■ Supplied passage:
# # # #

In retrospect, we believe that our gradual evolution with this work, and our continual evaluation of it, have been essential to our success. We encourage any museum wishing to establish something similar to proceed slowly, ensuring that you have sufficient resources and that, above all, you listen closely to your community.

Timeline

1999

The MMFA started the “Bridging Art and the Community” program.

2004

“Bridging Art and the Community” was renamed “Sharing the Museum.”

2010

In partnership with the Alzheimer Society of Montreal, the MMFA developed a program for individuals with dementia and their caregivers modeled on the Meet Me at MoMA program at the Museum of Modern Art in New York. Today, the program continues with four other organizations participating.

# # # #

■ Work instructions:
**1)** In the museum timeline, what new name did "Bridging Art and the Community" receive in 2004?
**2)** Pick up the museum timeline after its last sentence and continue it.
The data entries are separate material, not part of the museum timeline above.

Extracted data entries
# # # #

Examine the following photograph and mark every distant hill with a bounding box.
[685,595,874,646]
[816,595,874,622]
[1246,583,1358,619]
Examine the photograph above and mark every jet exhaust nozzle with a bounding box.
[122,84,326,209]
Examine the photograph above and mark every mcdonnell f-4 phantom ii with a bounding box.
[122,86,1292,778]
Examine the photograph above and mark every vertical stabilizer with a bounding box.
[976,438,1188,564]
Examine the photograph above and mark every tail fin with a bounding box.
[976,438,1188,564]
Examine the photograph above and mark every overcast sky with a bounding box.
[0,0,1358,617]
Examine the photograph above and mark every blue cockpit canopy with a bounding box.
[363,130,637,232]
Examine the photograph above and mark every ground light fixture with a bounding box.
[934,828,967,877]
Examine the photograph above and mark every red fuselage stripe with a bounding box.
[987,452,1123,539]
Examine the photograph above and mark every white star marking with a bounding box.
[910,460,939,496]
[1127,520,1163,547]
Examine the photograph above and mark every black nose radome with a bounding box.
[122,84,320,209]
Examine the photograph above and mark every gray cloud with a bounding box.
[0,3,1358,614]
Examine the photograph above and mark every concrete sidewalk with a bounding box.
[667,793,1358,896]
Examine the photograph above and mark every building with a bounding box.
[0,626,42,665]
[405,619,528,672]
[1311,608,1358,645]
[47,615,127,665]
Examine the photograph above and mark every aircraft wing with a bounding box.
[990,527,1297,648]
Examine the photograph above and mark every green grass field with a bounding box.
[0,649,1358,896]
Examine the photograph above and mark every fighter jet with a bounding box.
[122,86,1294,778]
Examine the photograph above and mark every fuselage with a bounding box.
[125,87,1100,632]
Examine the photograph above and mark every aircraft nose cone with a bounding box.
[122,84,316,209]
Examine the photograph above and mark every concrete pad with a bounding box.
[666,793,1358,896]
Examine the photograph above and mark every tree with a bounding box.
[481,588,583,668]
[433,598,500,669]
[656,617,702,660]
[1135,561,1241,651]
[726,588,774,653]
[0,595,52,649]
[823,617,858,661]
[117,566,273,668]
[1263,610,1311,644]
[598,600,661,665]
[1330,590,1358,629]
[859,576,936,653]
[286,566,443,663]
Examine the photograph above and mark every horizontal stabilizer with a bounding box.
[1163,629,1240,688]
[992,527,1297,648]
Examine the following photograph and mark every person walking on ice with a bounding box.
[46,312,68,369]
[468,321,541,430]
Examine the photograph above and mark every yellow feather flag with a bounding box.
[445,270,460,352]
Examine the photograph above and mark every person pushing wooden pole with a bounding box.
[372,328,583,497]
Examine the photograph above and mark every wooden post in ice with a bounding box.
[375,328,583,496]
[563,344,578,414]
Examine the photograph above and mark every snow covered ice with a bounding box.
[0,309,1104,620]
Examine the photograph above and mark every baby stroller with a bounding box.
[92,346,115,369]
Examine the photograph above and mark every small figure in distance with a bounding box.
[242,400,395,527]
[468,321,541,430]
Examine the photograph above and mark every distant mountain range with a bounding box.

# # # #

■ Results by task:
**1)** It was renamed "Sharing the Museum."

**2)**
2011

Through the generous gifts of Michel de la Chenelière, the MMFA began expansion of its educational spaces. The museum now has the largest educational complex in North America, with a total of 3,588 square meters of space and 17 full-time staff currently; 25–30 part-time educators, depending on the season; and more than 150 volunteer docents.

2013–14

With the Michaëlle Jean Foundation, the MMFA created “The 4th Wall” project with eight emerging artists from Montreal’s Black communities. In our studios, the artists created works that confronted clichés, denounced racial discrimination in urban settings, and interrogated the representation and construction of identity, women’s rights, and intercultural relations while reminding us of universal values like justice, beauty, liberty, spirituality, and the march of history.

2014

In a partnership with the Douglas Mental Health University Institute, the museum used a certified art therapist for the first time, designing a museum activity for patients with eating disorders. The Douglas Institute research team and Concordia University’s art therapy graduate program have helped the museum empirically measure the benefits of an arts-related program in the context of mental health. The project is ongoing.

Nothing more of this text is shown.